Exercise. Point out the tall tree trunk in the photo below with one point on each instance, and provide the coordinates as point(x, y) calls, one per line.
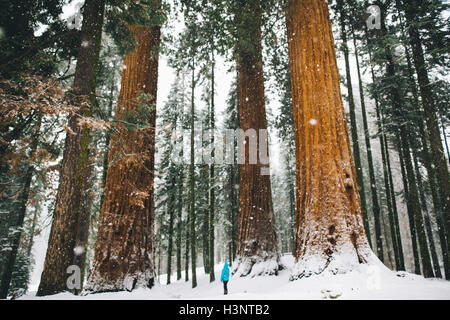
point(387, 172)
point(84, 222)
point(329, 222)
point(423, 201)
point(412, 224)
point(171, 208)
point(187, 246)
point(192, 184)
point(124, 257)
point(61, 244)
point(431, 117)
point(257, 240)
point(212, 198)
point(415, 205)
point(107, 141)
point(11, 256)
point(428, 161)
point(180, 183)
point(356, 149)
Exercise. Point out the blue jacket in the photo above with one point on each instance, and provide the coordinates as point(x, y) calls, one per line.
point(225, 273)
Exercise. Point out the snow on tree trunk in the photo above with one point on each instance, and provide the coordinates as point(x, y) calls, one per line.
point(68, 206)
point(257, 251)
point(329, 230)
point(124, 250)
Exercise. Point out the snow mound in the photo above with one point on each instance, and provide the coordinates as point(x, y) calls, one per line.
point(363, 282)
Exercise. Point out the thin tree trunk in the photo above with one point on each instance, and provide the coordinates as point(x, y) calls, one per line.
point(329, 221)
point(60, 251)
point(387, 173)
point(428, 163)
point(257, 240)
point(412, 225)
point(212, 199)
point(423, 201)
point(124, 257)
point(192, 185)
point(11, 256)
point(371, 166)
point(415, 205)
point(187, 246)
point(430, 112)
point(107, 142)
point(171, 208)
point(356, 148)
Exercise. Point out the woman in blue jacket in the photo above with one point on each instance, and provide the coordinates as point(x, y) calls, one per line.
point(225, 277)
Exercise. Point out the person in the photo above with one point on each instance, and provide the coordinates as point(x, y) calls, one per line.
point(225, 277)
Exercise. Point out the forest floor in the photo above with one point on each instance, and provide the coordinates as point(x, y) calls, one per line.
point(364, 283)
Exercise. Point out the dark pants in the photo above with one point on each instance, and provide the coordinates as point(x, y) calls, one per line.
point(225, 287)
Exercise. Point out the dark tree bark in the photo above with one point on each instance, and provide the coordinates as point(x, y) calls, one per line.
point(355, 145)
point(427, 221)
point(257, 240)
point(60, 251)
point(124, 257)
point(171, 209)
point(11, 256)
point(430, 112)
point(412, 224)
point(427, 270)
point(212, 198)
point(329, 222)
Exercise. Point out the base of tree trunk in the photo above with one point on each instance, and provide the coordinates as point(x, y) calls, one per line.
point(264, 265)
point(345, 259)
point(98, 284)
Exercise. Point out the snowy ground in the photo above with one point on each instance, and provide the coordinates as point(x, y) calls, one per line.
point(365, 283)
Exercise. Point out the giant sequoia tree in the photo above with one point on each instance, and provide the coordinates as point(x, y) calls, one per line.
point(257, 241)
point(61, 244)
point(328, 218)
point(124, 249)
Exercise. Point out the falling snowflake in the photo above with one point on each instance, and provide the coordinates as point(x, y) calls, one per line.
point(78, 250)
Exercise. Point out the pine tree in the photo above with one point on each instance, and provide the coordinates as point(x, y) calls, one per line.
point(60, 251)
point(128, 210)
point(257, 240)
point(327, 192)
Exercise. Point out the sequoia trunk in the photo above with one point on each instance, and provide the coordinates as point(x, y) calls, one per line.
point(68, 204)
point(124, 249)
point(257, 241)
point(328, 213)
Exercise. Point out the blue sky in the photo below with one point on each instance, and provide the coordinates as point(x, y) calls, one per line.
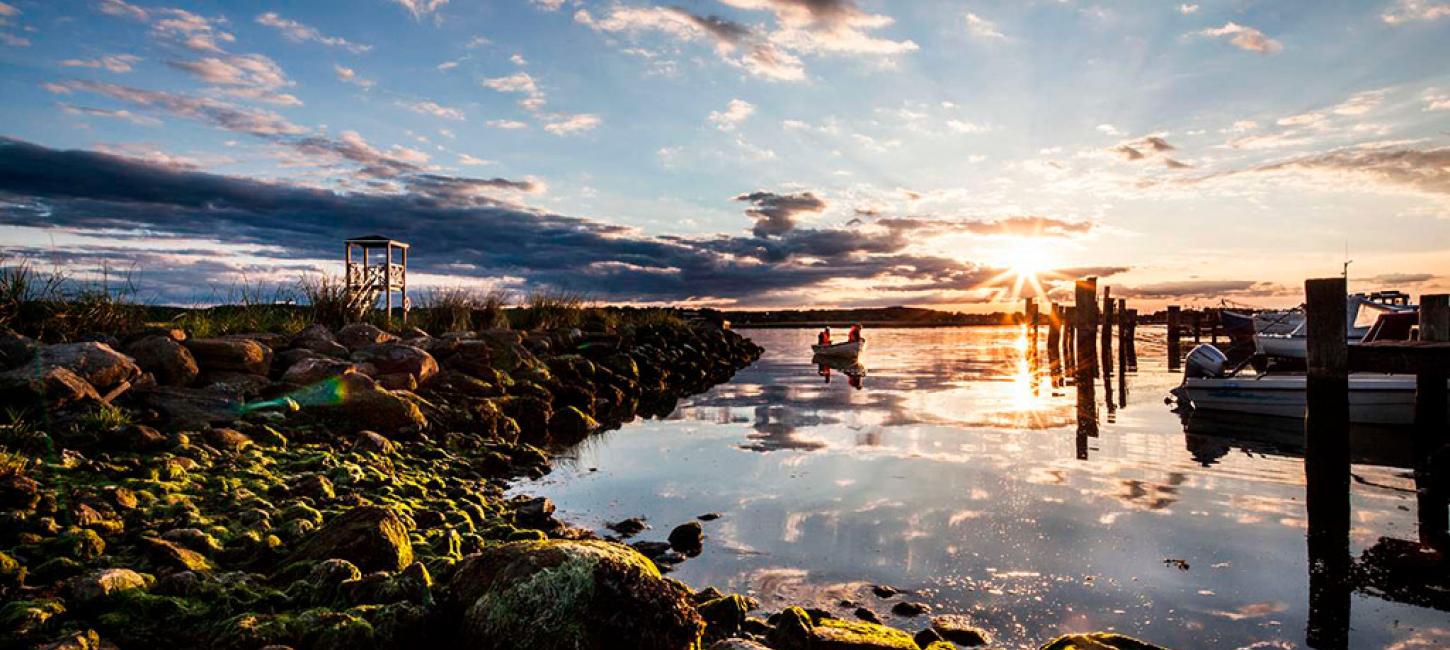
point(747, 153)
────────────────────
Exercise: Rewrite every row above with "Point out" changed to "Mark" and everything else unchanged. Leave out the pictures.

Answer for this exercise:
Exercise. Mark the tall tree trunk in the photo below with one point on each instance, and provide the coordinates as point(x, y) calls, one per line.
point(387, 172)
point(84, 222)
point(329, 222)
point(423, 201)
point(412, 224)
point(171, 208)
point(187, 246)
point(192, 184)
point(124, 257)
point(61, 244)
point(431, 117)
point(257, 240)
point(212, 198)
point(415, 205)
point(107, 141)
point(11, 256)
point(428, 161)
point(180, 183)
point(356, 149)
Exercise. Mark the blue jacket in the photo above with one point on each instance, and provide the coordinates as point(x, y) calls, one per line.
point(225, 273)
Exercise. Mark the snow on tree trunk in the photo above with one point on each instance, and provide the coordinates as point(x, y) calls, one per line.
point(68, 206)
point(257, 251)
point(329, 230)
point(124, 250)
Exercise. Mark the snow mound in the photo above with one point on each instance, and provide the coordinates as point(x, y) calls, one per line.
point(363, 282)
Exercise. Mark the thin tree trunk in the photo above with one point on each instance, and provide the coordinates as point(x, y) calls, one per line.
point(329, 221)
point(60, 251)
point(387, 173)
point(428, 163)
point(257, 240)
point(412, 225)
point(212, 199)
point(423, 201)
point(124, 257)
point(192, 185)
point(11, 256)
point(371, 166)
point(415, 205)
point(187, 246)
point(430, 112)
point(107, 142)
point(171, 208)
point(356, 148)
Exercise. Mark the woman in blue jacket in the photo above with one point on each instance, and provide the coordinates as point(x, y) calls, one per line.
point(225, 277)
Exercise. Mark the person in the photo above with one point on each instance, and provide the coordinates as point(x, y) calls, one per line.
point(225, 277)
Exercise. Mark the forest floor in the photo above with one point on each instance, and provide the coordinates as point(x, y) calls, one per line.
point(364, 283)
Exercise. Mark the dark pants in the photo above with one point on each instance, and provide the coordinates as point(x, y) calls, one per line.
point(225, 287)
Exercise. Mark the dark tree bark in the photo above with one point on each instance, and provide the coordinates as point(x, y) calls, one per line.
point(355, 145)
point(427, 221)
point(257, 240)
point(60, 251)
point(124, 257)
point(171, 209)
point(11, 256)
point(430, 112)
point(412, 224)
point(427, 270)
point(212, 198)
point(329, 222)
Exercise. Mark the base of tree trunk in the photo above with one point on each instance, and provide the coordinates as point(x, y) calls, one per line.
point(264, 265)
point(345, 259)
point(98, 284)
Exercise. Mark the snowy ground in the photo above with one point on each instance, and provide the coordinates as point(x, y) calls, one per line.
point(365, 283)
Exercise. Mark the giant sequoia tree in the photo above with one point on each instance, and provide the coordinates as point(x, y) calls, one per line.
point(257, 241)
point(61, 244)
point(328, 218)
point(124, 249)
Exercise. Mark the falling snowflake in the photo above with one point on each instance, and provide the coordinates as point(x, y) calls, one per line.
point(78, 250)
Exercise. Mark the pine tree in the photo above with one point on each instance, and provide the coordinates as point(x, y) calls, one per line.
point(60, 251)
point(128, 210)
point(257, 240)
point(327, 192)
Exercise. Mark the sequoia trunk in the photo above with one point on each instance, and provide the coordinates as point(x, y) calls, one per line.
point(68, 204)
point(124, 249)
point(257, 241)
point(328, 213)
Exercise. Mark the blue sky in the photo below with one point on each instance, and provide the coordinates as point(x, y) calls, one per line.
point(747, 153)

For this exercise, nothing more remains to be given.